** BEGIN **

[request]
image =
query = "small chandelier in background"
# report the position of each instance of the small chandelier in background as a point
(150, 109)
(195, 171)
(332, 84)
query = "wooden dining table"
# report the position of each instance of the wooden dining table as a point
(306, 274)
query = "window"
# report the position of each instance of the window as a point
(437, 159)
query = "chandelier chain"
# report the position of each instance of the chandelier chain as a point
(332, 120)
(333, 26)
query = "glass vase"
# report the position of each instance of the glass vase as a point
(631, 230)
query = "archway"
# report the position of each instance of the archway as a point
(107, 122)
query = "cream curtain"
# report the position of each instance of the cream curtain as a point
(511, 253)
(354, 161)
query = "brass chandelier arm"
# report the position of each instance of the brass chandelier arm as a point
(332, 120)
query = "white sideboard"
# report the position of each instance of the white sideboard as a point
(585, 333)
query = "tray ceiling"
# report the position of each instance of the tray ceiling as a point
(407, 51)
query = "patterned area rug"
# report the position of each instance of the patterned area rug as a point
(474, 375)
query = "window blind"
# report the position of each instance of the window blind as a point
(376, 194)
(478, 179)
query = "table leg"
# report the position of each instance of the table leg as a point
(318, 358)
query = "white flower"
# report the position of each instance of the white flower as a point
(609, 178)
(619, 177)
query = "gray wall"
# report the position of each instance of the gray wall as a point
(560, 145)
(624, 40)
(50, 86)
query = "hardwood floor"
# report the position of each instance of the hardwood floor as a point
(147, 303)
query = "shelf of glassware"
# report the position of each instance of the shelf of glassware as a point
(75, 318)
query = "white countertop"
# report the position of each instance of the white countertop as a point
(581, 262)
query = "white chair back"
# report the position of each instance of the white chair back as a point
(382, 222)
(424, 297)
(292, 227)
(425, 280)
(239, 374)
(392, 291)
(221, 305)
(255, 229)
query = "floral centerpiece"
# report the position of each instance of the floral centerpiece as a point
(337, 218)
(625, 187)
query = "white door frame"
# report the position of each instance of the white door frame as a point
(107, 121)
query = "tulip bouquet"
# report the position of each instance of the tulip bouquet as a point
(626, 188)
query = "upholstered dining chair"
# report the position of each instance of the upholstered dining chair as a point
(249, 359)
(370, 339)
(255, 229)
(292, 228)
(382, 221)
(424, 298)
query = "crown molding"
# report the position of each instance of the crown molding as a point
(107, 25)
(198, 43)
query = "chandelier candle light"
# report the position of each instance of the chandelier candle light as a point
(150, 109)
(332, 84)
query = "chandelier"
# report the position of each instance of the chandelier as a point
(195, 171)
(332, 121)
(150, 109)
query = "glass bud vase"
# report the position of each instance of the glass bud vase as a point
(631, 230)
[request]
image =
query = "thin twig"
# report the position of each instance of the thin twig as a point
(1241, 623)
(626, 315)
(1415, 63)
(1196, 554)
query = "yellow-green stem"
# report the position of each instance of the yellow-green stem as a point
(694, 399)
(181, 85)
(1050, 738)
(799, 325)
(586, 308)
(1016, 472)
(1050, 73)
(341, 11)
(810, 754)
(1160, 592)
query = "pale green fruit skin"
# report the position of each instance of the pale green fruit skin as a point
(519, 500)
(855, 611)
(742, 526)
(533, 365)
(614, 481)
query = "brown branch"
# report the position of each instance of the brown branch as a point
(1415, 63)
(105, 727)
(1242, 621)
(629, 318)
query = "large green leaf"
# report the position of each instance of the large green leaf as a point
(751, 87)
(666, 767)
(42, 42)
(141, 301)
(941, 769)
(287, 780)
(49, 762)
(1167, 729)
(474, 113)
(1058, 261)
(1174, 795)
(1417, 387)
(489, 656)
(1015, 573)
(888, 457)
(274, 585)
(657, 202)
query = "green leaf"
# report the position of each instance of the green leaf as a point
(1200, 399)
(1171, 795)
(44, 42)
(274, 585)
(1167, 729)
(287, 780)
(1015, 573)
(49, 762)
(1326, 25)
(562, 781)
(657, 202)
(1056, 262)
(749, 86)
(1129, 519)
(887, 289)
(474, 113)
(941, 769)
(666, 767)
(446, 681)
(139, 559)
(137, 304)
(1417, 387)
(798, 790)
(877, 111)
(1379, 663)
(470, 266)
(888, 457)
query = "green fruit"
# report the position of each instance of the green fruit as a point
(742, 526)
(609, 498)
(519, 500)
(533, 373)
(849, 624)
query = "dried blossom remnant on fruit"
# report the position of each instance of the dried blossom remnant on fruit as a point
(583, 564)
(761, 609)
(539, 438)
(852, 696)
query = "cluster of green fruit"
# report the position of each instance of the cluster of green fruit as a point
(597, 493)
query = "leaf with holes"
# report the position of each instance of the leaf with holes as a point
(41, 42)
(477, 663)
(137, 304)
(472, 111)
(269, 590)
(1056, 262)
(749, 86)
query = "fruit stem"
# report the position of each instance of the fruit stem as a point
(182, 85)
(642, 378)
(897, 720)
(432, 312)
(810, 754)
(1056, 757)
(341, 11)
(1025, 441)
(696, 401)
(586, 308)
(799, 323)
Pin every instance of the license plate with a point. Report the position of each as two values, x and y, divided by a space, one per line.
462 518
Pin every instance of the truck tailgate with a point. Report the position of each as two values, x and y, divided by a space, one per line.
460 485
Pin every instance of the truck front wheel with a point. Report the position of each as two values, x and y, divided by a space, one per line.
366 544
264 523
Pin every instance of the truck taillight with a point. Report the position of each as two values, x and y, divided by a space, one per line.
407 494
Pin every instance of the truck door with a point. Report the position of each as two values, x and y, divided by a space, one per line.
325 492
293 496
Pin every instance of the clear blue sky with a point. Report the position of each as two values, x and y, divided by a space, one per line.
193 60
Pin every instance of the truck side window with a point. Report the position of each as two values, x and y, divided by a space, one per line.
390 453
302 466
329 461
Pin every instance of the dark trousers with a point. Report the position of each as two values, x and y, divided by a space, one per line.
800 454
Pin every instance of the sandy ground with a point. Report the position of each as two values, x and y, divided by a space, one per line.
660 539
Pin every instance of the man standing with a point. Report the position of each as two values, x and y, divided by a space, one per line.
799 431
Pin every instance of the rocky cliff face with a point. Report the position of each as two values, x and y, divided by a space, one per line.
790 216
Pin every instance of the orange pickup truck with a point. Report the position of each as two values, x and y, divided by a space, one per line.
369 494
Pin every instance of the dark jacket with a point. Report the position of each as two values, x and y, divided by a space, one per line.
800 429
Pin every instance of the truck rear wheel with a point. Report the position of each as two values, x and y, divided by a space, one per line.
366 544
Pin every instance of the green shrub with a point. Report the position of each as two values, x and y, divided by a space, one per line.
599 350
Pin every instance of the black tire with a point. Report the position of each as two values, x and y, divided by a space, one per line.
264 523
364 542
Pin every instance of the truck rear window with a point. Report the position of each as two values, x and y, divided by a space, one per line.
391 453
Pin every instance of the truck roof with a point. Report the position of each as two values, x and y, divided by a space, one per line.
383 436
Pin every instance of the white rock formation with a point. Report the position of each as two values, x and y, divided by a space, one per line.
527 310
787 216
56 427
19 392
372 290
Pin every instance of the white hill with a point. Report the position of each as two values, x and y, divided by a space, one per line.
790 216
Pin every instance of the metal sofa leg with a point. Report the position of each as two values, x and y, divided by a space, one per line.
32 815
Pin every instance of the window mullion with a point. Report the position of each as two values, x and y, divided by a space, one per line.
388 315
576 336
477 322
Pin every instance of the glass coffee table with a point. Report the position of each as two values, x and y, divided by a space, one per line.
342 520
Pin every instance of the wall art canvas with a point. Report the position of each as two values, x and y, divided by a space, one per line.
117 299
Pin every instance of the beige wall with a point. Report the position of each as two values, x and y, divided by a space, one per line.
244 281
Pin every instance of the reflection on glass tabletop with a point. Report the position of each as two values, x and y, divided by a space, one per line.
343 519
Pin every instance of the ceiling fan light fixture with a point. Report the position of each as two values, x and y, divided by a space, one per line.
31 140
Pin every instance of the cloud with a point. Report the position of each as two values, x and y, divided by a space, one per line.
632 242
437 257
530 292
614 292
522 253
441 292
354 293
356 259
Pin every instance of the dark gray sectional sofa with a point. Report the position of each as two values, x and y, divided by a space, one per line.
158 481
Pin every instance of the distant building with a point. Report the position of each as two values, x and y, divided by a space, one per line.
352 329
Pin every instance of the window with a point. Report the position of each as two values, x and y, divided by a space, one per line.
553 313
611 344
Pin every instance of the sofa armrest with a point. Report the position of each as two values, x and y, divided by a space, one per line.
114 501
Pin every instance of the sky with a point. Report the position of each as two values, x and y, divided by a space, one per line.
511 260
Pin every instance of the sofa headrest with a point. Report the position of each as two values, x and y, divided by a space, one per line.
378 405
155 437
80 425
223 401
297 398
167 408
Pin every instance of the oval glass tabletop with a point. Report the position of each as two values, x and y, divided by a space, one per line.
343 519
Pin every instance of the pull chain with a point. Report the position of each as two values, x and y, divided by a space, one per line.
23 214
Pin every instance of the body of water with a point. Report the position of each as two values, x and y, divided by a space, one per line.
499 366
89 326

** END **

→ **What you have to do**
Please rewrite the entries from the line with "Pin every instance of the ceiling" through the end of the entries, replacing "sofa" with "couch" and leaving everything else unchanged. Give only those lines.

→ **Correct answer**
Pin every instance of the ceiling fan light fixture with a point. Report the position of each as two values, x and y, divided by a space, one per line.
31 140
Pin every instance of the cloud with a point. Report the position of each as two values, x and y, divided by a space, one per line.
632 242
437 257
530 292
614 292
522 253
441 292
354 293
356 259
Pin every instance of the dark gray sectional couch with a point. Report the position of each as two values, x and y, divided by a space, one per line.
158 481
Pin every instance of the distant building with a point. Report the position of each as two values, x and y, divided by a space, one per line.
352 329
Pin every instance of the window with a point. Report the position of each as two values, x and y, divided by a space, one per line.
553 313
611 344
Pin every instance of the couch armrest with a point. Report the position of each as two values, x and y, divided by a space, one per line.
114 501
Pin every instance of the sky with a point. Report the position of each as two values, x and y, divided by a space, one per line.
511 260
Pin every instance of the couch headrest with a point. Report the position of each as two values, x and y, divided by a space, one per line.
378 405
155 437
80 425
223 401
297 398
167 408
Pin every instance of the oval glass tabletop with a point. Report the position of each as two values, x and y, divided by a space, one per line.
343 519
Pin every instance of the pull chain with a point. Report the position of each as two values, x and y, divided by a space, one per line.
23 214
Pin every instance of the body of water with a point. Report the position of each as two values, x and y, divided by a space, one per line.
499 366
89 326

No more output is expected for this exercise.